Teks Bacaan —
____________

Logika Death in Venice menjadi tidak masuk akal karena dengan sengaja mengabaikan narasi yang sejak awal sudah lebih masuk akal. Penulis manapun pasti memiliki gambaran imajiner tentang karakter yang mereka tulis, dan penulis manapun pasti akan terkejut jika tanpa sengaja bertemu dengan seseorang yang sama persis atau sangat mirip dengan imajinasi mereka. Apalagi jika si penulis dan tokoh imajinernya ini tinggal di satu bangunan yang sama selama beberapa waktu dan bertemu setiap hari. Tentulah ada rasa ingin tahu dan memungkinkan munculnya ketertarikan yang lebih jauh. Rasa ingin tahu semacam ini memberi justifikasi pada tindakan si penulis “membuntuti” karakter imajiner-nya karena ada kemungkinan ia ingin melihat bagaimana karakternya ini bersikap: apakah seperti dalam imajinasinya atau berbeda. Selain itu, gerak-geriknya mungkin bisa memberikan inspirasi untuk melanjutkan cerita yang dia tulis [dalam novella-nya, kehadiran Tadzio memberi Gustav inspirasi untuk menulis karena Gustave terinspirasi dari kesempurnaan anak tersebut]. Hal ini membuat alur cerita lebih masuk akal dan tidak terlalu ambigu. Dialog yang dipakai dalam film Death in Venice juga ambigu dan kebanyakan tidak masuk akal atau hanya seperti potongan-potongan pemikiran rancu yang dicampuradukkan. Bahkan aktor Mark Burns yang berperan sebagai Alfred akhirnya mengakui bahwa ia tidak paham sama sekali dengan dialognya—entah apa yang dia omongkan. Padahal, Alfred adalah tokoh sentral yang “memuntahkan” kata-kata filosofis yang sangat penting untuk memahami karakter Gustav. Setiap kali Gustav dan Alfred berbicara, keduanya seperti bicara rancu ke sana ke mari tanpa tujuan jelas dan tidak masuk akal karena omongan mereka terlalu puitis dan mustahil terjadi di kehidupan nyata—maka dialog keduanya lebih cocok digunakan dalam pementasan drama/teater ketimbang layar lebar.

____________

Bagian Data —
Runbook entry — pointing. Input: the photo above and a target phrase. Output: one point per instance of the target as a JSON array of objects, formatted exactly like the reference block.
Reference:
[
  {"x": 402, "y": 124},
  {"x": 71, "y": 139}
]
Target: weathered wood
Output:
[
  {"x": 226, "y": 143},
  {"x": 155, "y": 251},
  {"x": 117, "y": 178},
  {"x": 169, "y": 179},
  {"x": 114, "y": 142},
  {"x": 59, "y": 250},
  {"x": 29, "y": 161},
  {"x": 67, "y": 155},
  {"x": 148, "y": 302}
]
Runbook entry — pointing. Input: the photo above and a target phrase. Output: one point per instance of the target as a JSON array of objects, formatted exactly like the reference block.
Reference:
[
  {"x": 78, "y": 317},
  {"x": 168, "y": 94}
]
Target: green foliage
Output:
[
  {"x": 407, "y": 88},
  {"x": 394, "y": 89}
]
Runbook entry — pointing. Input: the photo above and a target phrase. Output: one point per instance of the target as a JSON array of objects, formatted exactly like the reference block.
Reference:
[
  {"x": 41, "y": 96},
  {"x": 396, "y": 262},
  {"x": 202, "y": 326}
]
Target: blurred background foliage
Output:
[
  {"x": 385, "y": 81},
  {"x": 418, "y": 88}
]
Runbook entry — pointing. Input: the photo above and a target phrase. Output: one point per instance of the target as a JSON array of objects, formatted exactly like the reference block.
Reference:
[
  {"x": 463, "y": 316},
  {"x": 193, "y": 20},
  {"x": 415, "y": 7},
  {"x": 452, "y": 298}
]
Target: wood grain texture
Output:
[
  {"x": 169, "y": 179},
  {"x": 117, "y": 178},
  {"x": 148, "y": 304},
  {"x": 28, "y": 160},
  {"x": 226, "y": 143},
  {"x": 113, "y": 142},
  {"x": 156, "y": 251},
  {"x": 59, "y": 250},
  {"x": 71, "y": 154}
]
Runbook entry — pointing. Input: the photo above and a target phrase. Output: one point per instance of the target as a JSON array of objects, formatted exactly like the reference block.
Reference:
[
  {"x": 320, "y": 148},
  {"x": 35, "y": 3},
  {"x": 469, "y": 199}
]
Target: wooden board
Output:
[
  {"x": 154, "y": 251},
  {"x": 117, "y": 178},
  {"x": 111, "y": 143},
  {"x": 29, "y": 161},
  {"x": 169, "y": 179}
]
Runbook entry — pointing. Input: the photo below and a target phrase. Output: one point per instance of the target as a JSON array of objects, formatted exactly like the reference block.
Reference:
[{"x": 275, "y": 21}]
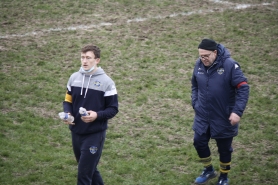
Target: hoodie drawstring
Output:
[
  {"x": 82, "y": 84},
  {"x": 87, "y": 86}
]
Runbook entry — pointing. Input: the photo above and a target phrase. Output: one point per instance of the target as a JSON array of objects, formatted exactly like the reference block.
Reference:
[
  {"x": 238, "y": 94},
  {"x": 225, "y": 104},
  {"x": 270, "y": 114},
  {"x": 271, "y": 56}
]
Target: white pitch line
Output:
[{"x": 85, "y": 27}]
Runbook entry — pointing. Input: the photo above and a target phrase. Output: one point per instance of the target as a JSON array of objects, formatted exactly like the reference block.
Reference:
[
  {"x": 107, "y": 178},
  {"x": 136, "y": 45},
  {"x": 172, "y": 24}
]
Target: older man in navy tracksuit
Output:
[{"x": 219, "y": 96}]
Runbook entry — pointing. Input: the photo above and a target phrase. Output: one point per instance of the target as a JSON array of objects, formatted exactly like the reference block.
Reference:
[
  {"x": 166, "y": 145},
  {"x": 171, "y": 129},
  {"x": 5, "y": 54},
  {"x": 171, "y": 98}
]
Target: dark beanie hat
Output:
[{"x": 208, "y": 44}]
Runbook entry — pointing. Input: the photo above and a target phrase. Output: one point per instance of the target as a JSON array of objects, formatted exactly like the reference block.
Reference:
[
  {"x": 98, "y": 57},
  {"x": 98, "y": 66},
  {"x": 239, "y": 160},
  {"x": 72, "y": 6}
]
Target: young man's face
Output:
[
  {"x": 88, "y": 60},
  {"x": 207, "y": 57}
]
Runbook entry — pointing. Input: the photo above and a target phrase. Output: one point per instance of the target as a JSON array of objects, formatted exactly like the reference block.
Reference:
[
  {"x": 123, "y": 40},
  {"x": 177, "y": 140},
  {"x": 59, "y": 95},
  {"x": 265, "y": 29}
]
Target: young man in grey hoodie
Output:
[{"x": 93, "y": 90}]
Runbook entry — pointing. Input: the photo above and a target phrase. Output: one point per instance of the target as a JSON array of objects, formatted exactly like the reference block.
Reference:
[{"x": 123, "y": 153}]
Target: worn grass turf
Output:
[{"x": 149, "y": 49}]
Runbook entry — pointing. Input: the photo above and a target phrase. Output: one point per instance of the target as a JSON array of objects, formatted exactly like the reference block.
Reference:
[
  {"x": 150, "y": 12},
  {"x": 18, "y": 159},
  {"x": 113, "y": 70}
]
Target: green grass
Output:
[{"x": 150, "y": 140}]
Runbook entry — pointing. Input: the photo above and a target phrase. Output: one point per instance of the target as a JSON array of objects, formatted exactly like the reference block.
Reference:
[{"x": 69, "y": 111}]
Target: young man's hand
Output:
[{"x": 90, "y": 118}]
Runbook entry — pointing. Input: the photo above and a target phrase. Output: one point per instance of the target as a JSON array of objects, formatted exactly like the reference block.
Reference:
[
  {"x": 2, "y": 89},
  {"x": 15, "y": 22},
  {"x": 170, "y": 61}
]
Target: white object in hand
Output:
[
  {"x": 67, "y": 117},
  {"x": 83, "y": 111}
]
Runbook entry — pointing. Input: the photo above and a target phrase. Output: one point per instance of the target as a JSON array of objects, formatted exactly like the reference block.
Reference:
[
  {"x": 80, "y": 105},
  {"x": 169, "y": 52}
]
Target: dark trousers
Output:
[
  {"x": 87, "y": 150},
  {"x": 224, "y": 146}
]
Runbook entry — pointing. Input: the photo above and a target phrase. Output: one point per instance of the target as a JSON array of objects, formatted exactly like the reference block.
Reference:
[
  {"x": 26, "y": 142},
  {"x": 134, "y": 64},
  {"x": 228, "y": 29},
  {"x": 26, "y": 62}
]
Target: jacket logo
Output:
[
  {"x": 200, "y": 71},
  {"x": 93, "y": 149},
  {"x": 97, "y": 83},
  {"x": 220, "y": 71}
]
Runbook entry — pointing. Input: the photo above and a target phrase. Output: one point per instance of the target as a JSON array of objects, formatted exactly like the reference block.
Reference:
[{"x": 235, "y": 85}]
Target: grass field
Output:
[{"x": 149, "y": 48}]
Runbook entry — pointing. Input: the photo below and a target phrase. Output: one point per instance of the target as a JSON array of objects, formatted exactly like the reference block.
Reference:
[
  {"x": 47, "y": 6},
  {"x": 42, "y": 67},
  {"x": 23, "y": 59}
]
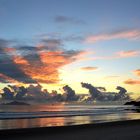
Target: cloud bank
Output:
[
  {"x": 132, "y": 34},
  {"x": 34, "y": 64}
]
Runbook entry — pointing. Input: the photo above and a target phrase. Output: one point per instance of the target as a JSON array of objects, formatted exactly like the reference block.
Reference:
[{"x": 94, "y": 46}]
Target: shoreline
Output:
[{"x": 128, "y": 129}]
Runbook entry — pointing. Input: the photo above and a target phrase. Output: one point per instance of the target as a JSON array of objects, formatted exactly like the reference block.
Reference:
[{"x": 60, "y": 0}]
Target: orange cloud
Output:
[
  {"x": 132, "y": 82},
  {"x": 89, "y": 68},
  {"x": 48, "y": 70},
  {"x": 6, "y": 79},
  {"x": 131, "y": 34},
  {"x": 137, "y": 72}
]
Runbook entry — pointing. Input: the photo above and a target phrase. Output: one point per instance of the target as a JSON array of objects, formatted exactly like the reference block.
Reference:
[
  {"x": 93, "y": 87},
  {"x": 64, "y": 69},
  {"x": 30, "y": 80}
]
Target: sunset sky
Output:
[{"x": 59, "y": 42}]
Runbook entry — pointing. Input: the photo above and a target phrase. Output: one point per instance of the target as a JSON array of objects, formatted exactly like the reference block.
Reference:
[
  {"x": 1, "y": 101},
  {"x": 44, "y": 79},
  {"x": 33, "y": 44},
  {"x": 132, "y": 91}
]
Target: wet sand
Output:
[{"x": 122, "y": 130}]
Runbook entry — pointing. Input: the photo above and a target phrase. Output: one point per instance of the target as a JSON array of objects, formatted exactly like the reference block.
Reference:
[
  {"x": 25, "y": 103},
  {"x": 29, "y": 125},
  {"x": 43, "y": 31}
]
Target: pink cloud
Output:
[
  {"x": 89, "y": 68},
  {"x": 131, "y": 34},
  {"x": 137, "y": 72},
  {"x": 130, "y": 53},
  {"x": 132, "y": 82}
]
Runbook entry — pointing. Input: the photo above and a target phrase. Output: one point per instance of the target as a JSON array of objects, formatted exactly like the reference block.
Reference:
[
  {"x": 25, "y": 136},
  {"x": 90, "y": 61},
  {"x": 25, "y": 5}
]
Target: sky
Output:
[{"x": 59, "y": 42}]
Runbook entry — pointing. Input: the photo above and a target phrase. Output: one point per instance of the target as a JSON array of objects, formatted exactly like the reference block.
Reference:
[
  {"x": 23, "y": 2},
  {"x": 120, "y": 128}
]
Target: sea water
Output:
[{"x": 49, "y": 115}]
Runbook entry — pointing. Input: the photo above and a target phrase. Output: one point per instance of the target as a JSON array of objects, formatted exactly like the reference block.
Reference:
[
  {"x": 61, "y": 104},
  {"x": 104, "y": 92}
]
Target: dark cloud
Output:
[
  {"x": 7, "y": 94},
  {"x": 70, "y": 93},
  {"x": 38, "y": 94}
]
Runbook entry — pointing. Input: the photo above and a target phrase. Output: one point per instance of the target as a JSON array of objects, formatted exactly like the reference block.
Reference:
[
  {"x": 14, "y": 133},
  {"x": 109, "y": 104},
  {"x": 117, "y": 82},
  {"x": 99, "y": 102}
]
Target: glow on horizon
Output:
[{"x": 56, "y": 43}]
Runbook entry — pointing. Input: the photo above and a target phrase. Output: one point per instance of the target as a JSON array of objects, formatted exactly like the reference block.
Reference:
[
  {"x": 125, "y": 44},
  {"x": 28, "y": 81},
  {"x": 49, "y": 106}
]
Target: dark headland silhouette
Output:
[
  {"x": 135, "y": 103},
  {"x": 15, "y": 103}
]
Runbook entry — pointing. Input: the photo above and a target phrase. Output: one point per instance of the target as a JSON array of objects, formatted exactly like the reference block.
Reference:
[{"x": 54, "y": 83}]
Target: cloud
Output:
[
  {"x": 100, "y": 94},
  {"x": 132, "y": 82},
  {"x": 70, "y": 94},
  {"x": 9, "y": 68},
  {"x": 137, "y": 72},
  {"x": 89, "y": 68},
  {"x": 129, "y": 53},
  {"x": 66, "y": 19},
  {"x": 133, "y": 34},
  {"x": 112, "y": 77},
  {"x": 117, "y": 55},
  {"x": 34, "y": 64}
]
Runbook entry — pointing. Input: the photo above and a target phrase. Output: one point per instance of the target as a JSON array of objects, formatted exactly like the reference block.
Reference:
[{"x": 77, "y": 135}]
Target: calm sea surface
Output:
[{"x": 13, "y": 116}]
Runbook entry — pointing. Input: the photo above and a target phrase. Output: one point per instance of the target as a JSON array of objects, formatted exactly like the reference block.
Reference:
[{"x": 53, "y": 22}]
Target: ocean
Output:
[{"x": 49, "y": 115}]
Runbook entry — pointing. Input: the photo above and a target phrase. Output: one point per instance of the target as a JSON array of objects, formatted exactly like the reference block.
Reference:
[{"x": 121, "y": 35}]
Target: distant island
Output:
[
  {"x": 135, "y": 103},
  {"x": 15, "y": 103}
]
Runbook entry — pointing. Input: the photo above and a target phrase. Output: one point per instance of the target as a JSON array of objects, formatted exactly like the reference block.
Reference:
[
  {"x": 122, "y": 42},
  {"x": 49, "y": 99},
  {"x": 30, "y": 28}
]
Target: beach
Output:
[{"x": 120, "y": 130}]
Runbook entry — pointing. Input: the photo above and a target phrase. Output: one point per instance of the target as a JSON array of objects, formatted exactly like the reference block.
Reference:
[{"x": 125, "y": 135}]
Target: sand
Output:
[{"x": 123, "y": 130}]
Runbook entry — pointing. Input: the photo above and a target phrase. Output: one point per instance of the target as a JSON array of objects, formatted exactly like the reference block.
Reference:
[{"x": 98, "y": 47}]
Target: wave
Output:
[{"x": 65, "y": 113}]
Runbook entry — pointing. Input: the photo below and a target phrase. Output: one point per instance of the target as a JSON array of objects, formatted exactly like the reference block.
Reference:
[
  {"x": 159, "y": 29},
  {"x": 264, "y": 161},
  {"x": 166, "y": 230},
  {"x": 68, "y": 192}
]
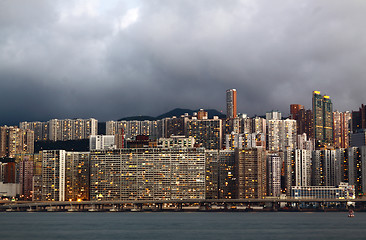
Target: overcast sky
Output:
[{"x": 112, "y": 59}]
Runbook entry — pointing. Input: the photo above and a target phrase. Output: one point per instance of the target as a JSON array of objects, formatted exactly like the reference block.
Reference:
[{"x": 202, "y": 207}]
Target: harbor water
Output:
[{"x": 182, "y": 225}]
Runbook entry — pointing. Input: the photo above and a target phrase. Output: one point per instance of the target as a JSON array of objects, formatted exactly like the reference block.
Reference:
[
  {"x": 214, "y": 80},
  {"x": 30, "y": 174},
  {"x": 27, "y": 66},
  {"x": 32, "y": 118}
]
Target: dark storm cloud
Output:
[{"x": 109, "y": 59}]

____________

Perintah Tugas — Dalam teks bacaan tentang film Death in Venice, siapa aktor yang mengakui tidak paham sama sekali dengan dialognya, dan tokoh apa yang ia perankan?

Jawaban Soal — Mark Burns, yang berperan sebagai Alfred.